*EXTRAIT DE PAGE*:
>>>

Montréal, 5 janvier 2002  /  No 95  
 
<< page précédente 
  
  
 
 
Hervé Duray est étudiant à l'École Supérieure de Commerce de Grenoble et tient La Page libérale, un site dédié au commentaire des informations sous un angle libéral.
 
LA PAGE LIBÉRALE
 
« UN TOIT (SUBVENTIONNÉ), C'EST UN DROIT! »
 
par Hervé Duray
  
  
          C'est l'hiver, et donc la saison du « droit au logement ». La surmédiatisation du DAL, l'association Droit au logement de l'Abbé Pierre, a permis en 1998 le vote d'une loi de réquisition des logements « vacants », c'est à dire inoccupés, invendables, insalubres, ou simplement des espaces de bureaux vides. Pourtant cette loi n'a rien changé. 
 
          Le marché du logement est toujours plus difficile pour ceux qui ont les moyens: pléthore de candidats à la location, loyers en hausse constante, demandes de garanties (caution, parents pour les moins de 30 ans) toujours plus strictes. 
  
          Après avoir encadré les prix du logement, fixés des normes de confort ou de sécurité trop coûteuses pour être appliquées par les propriétaires... après les lois qui font qu'en réalité expulser un locataire indélicat est devenu un calvaire, voire même tout simplement impossible de octobre à avril... après les impôts qui rognent la rentabilité de la location... bref, après des années d'interventions étatiques pour rendre la vie des locataires plus simple et celle des propriétaires plus infernale, le seul résultat effectif est d'avoir jeté à la rue des milliers de personnes.

<<<

*EXTRAITS DE DONNÉES*:

>>>

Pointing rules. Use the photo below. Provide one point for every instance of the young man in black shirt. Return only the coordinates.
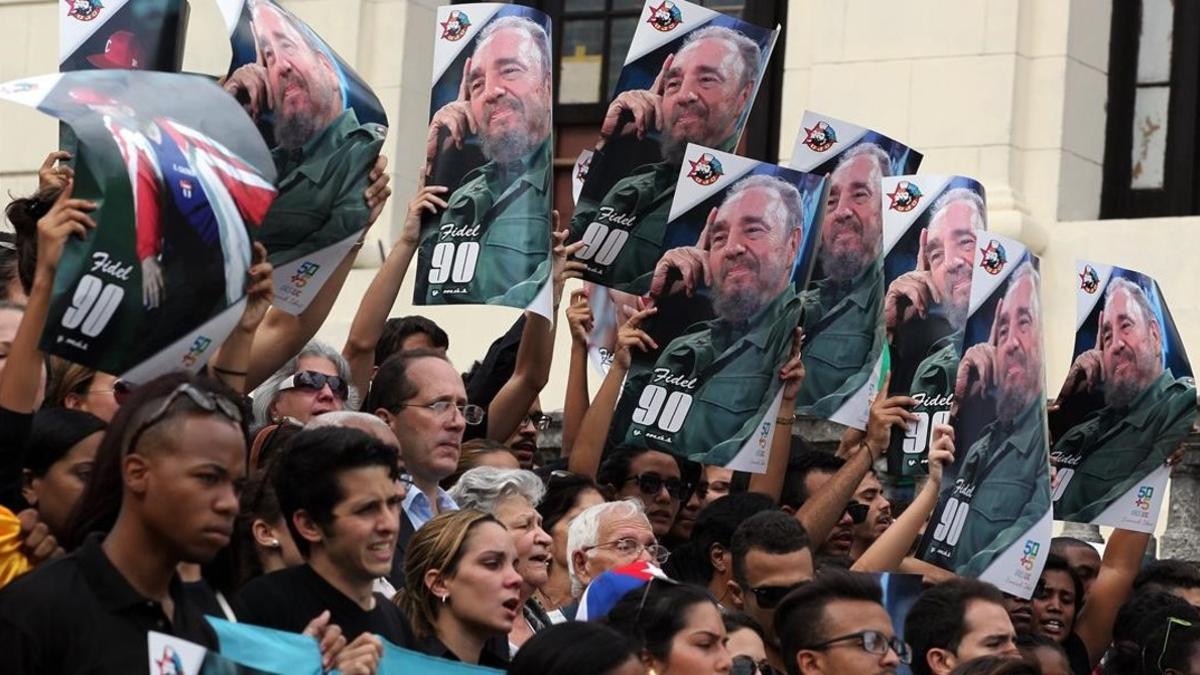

<<<
>>>

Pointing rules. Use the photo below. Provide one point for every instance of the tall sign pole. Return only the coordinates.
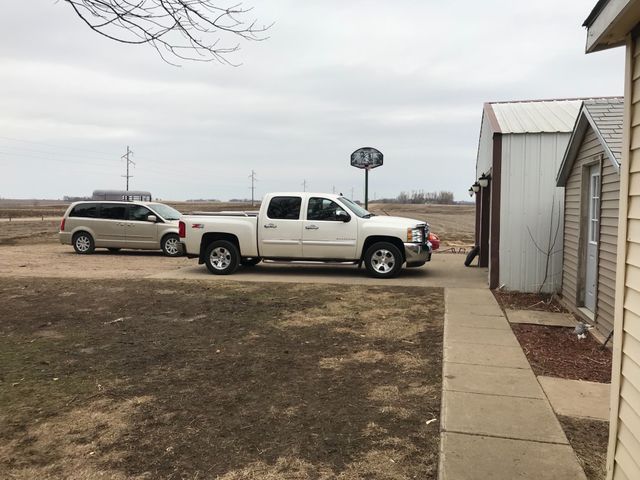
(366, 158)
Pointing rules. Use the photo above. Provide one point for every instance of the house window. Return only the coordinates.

<<<

*OBJECTIF DE L'EXERCICE*: Poursuivez, s'il vous plaît, la chronique sur le droit au logement à partir de sa dernière phrase. Les items proviennent d'une autre source.

*RÉPONSE ATTENDUE*:
De calamité en calamité 
  
          Les propriétaires ou les investisseurs ne se précipitent pas pour construire de nouveaux logements, sauf de grand standing, et il y a une pénurie chronique du neuf: malgré les loyers élevés, la rentabilité n'est pas suffisante. 
  
          Du côté des appartements bas de gamme, bas loyer, pas la peine de chercher: il y a déjà un monopole de l'État. Par les sociétés de HLM, l'État concentre la majeure partie de l'offre locative: les prix y sont presque gelés, et donc pour un investisseur privé impossible de s'aligner!  
  
          Toute calamité trouve sa solution dans une nouvelle calamité dans la logique gouvernementale. Après avoir déglingué le marché, rendu impossibles des relations contractuelles normales, limité les possibilités de bail, de prix, il était donc normal que l'État trouve matière à de nouvelles interventions pour corriger ces défaillances flagrantes du marché. 
  
          La calamité des « mal logés » a donc été doublée de celle des propriétaires de biens immobiliers persécutés, désormais obligés de louer ou de céder un bien qu'ils voulaient garder vides: la loi de 1998 permet la réquisition par les préfets des locaux et logements vides pour y loger des personnes incapables de payer un loyer. Marie-Noëlle Lienemann, secrétaire d'État au Logement et responsable du courant Gauche Socialiste au PS, pensait par cette loi répondre à la « demande » de logement, ou plutôt à la pression de quelques centaines d'excités de l'association Droit au logement (au squat?).  
  
          Fait amusant, l'article du Monde où j'ai tiré cette nouvelle cite l'IAURIF (Institut d'aménagement et d'urbanisme de la région Île-de-France) qui explique qu'il n'y a pas pénurie mais... au contraire une demande faible de logements en Île de France, d'où la vacance proche de 10%! Les chiffres évoqués par les associations pour faire intervenir le gouvernement sont donc plutôt encourageants: on devrait assister à une baisse des loyers si le marché est en berne, ou alors il devrait être plus facile de trouver un appartement. Or il n'en est rien pour l'instant... mais le marché de l'immobilier à la vente est porteur: les logements vacants sont portés sur le marché de la vente. En fait, il semblerait plutôt que devant la faible rentabilité les propriétaires renoncent tout simplement à louer. D'ailleurs on oublie souvent que cette rentabilité est encore obérée par des coûts cachés: louer un appartement présente un risque pour le propriétaire d'ennuis judiciaires à n'en plus finir étant donné les obligations légales qui lui sont faites.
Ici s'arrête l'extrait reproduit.